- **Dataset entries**
───

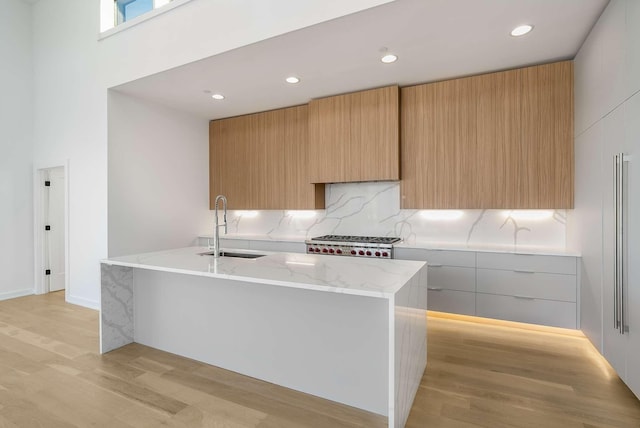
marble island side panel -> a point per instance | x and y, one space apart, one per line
116 307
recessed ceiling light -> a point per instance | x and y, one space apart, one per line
389 58
521 30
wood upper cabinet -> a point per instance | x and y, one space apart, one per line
500 140
258 161
354 137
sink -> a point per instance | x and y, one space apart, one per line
232 254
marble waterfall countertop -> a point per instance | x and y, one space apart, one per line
348 275
423 245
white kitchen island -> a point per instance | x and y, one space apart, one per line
342 328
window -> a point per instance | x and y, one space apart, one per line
116 12
129 9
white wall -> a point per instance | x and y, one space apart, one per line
74 69
158 176
16 150
607 75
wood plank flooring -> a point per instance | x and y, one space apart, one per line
51 375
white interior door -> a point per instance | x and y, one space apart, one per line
54 217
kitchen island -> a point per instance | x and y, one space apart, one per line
345 329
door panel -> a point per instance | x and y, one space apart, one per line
589 182
614 343
632 146
55 218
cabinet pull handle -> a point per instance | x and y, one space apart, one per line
619 253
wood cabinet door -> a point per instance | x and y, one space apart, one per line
374 132
266 161
502 140
438 146
259 161
546 137
329 135
228 146
497 132
354 137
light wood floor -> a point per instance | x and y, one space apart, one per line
51 375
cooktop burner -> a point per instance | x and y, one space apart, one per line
355 246
358 239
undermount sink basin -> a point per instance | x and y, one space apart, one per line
232 254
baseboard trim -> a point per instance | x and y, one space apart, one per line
17 293
81 301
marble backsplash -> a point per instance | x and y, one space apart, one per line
374 209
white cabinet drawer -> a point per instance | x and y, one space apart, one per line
534 311
452 278
527 262
455 302
437 257
549 286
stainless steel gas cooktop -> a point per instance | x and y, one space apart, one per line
355 246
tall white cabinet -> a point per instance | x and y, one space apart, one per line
607 80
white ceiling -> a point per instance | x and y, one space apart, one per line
434 40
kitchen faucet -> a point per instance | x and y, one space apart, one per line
216 231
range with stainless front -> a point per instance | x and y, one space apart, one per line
353 246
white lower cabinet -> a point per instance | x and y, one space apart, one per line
451 301
525 309
531 288
527 284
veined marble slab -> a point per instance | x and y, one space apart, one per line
116 307
348 275
342 328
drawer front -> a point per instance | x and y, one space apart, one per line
452 278
437 257
526 262
534 311
451 301
549 286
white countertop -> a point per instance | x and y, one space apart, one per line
348 275
427 245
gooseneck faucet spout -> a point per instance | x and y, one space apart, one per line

───

Only one span is to be repeated: the line with "white ceiling ->" through the final line of the entries above, word for word.

- **Exercise output**
white ceiling -> a point per instance | x and y, one space apart, one per line
434 40
kitchen faucet -> a point per instance | x and y, one space apart, one per line
216 231
range with stainless front -> a point per instance | x and y, one space apart, one per line
353 246
white lower cabinet -> a point per instance | x and y, one space apart, one per line
451 301
525 309
531 288
527 284
veined marble slab -> a point per instance | x and y, one space apart, one per line
116 307
348 275
342 328
drawer front -> a point per instance | x and y, one space apart, one per line
452 278
437 257
526 262
534 311
451 301
549 286
white countertop -> a point per instance | x and y, one space apart, one per line
348 275
427 245
gooseneck faucet spout -> a point per instance | x and y, one space apart, one per line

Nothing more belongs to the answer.